* [The input]
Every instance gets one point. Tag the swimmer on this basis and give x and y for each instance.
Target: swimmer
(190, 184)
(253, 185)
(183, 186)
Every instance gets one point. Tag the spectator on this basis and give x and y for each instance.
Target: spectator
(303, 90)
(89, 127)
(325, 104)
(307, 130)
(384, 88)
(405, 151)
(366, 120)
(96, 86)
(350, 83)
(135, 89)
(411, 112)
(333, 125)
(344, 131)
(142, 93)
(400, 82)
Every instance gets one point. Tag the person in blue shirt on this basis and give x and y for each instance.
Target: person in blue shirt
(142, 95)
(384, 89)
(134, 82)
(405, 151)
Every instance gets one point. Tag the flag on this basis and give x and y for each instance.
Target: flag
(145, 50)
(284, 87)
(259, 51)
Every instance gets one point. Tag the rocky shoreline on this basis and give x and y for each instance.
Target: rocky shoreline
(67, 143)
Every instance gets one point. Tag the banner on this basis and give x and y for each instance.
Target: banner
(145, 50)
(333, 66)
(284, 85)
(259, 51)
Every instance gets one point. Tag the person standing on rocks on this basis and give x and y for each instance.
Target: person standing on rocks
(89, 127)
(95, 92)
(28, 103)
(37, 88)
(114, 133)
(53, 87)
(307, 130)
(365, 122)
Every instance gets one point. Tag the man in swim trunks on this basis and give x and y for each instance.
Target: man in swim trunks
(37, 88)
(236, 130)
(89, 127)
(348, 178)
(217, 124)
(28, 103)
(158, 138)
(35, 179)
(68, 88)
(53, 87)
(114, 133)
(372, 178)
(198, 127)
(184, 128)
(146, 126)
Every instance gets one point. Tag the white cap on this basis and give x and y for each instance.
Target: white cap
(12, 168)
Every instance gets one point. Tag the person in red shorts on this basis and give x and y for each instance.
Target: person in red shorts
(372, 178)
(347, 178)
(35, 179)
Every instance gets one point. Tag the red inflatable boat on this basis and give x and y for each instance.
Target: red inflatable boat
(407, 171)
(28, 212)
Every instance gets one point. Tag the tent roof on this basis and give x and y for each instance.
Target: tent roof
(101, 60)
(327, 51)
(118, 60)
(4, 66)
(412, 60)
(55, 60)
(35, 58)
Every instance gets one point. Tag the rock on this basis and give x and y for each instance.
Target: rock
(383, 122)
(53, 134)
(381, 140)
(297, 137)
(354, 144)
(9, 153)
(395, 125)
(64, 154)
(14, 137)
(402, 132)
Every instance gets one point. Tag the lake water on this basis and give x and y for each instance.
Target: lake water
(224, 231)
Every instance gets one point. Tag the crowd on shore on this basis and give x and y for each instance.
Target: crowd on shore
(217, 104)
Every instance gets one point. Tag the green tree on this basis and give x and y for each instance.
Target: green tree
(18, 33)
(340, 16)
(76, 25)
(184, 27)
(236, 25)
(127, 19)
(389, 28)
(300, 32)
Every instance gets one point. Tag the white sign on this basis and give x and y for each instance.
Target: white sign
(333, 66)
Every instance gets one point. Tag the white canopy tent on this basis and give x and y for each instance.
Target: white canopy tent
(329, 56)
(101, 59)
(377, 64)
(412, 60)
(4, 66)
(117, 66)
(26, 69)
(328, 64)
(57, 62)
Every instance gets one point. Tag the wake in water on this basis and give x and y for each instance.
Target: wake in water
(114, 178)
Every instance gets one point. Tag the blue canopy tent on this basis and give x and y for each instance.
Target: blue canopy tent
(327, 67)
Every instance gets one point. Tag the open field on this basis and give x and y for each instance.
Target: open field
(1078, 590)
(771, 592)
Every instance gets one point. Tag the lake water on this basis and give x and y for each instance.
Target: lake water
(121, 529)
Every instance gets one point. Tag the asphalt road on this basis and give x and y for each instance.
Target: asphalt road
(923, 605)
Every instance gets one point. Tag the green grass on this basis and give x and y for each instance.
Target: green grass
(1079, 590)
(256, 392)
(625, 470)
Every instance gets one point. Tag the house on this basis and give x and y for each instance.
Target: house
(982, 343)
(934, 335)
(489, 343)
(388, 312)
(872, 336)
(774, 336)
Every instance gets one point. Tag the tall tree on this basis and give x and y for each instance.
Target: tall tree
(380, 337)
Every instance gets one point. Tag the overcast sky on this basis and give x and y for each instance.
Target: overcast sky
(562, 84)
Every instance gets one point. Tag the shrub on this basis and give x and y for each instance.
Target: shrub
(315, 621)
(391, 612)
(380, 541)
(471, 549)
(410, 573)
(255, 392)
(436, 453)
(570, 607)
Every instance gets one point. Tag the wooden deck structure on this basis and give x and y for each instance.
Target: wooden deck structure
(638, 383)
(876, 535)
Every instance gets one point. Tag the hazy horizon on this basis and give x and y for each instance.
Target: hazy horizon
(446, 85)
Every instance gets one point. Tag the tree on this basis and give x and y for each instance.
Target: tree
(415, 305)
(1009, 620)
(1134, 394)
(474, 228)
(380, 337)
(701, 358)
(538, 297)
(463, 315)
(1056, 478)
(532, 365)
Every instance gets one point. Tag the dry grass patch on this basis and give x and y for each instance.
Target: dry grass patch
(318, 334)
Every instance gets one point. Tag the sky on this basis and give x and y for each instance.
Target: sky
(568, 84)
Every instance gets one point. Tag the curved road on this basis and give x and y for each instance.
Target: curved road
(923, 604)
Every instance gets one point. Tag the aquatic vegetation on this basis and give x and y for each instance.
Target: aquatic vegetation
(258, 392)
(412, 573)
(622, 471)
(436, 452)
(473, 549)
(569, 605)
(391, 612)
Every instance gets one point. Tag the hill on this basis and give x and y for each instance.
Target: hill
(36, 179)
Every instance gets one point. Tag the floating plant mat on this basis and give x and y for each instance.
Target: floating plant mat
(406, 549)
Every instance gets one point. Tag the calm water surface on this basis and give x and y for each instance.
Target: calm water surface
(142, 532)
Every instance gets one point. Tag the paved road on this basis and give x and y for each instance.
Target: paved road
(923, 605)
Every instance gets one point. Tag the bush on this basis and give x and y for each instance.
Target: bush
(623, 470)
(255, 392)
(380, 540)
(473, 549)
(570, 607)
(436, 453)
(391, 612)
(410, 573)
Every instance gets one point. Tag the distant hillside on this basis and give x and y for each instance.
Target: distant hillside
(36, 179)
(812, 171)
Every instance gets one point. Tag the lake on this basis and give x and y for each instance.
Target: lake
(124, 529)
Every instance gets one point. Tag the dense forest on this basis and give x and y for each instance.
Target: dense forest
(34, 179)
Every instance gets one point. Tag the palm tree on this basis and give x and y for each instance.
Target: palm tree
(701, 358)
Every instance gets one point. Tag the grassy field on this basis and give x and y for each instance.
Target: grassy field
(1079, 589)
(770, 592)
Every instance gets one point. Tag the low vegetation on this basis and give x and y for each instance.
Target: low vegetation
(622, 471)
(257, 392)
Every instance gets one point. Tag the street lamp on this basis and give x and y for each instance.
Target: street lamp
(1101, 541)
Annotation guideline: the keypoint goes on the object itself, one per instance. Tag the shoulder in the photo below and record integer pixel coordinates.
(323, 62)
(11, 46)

* [Work to be completed] In the data above, which lines lie between the line with "Target: hazy horizon" and the line with "Every instance gets one point. Tag the distant", inclusive? Print those lines exactly and nothing else.

* [Output of the task]
Target: hazy horizon
(446, 85)
Every instance gets one point. Tag the tree on this basis and give x and y for each instance.
Target: tree
(415, 305)
(1009, 620)
(1134, 394)
(474, 228)
(380, 337)
(701, 358)
(538, 297)
(463, 315)
(1056, 478)
(532, 365)
Every instance gets one point. Tag the dry grass patch on this basis and give x and y for each instance.
Target: dry grass patch
(318, 334)
Every instance gets one point. Tag the sky on this basis and give x and y for each instance.
Target: sky
(568, 84)
Every instance gets one point. Tag the curved road on this basis and give x and y for each instance.
Target: curved road
(923, 604)
Every instance gets one point. Tag the aquatic vegetation on this basis and give x and y for each instance.
Target: aquatic vegetation
(258, 392)
(412, 573)
(622, 471)
(436, 452)
(473, 549)
(569, 605)
(391, 612)
Every instance gets one point. Tag the hill on this basis and give x and y for each instance.
Target: hill
(36, 179)
Every instance gets one point. Tag the floating plant mat on this basis and give x and y for each instance.
Target: floating plant mat
(406, 549)
Every instance gets one point. Tag the calm water surface on this basis and give x and y for each instance.
Target: calm water surface
(142, 532)
Every instance gets one point. Tag the paved road on this basis and give x and y for each instance.
Target: paved road
(923, 605)
Every instance gets one point. Tag the bush on this basis and give x and y for each instance.
Target: bush
(623, 470)
(255, 392)
(380, 540)
(473, 549)
(570, 607)
(436, 453)
(391, 612)
(410, 573)
Every instance gets one point. Tag the distant hillside on this basis and give x and y for each instance.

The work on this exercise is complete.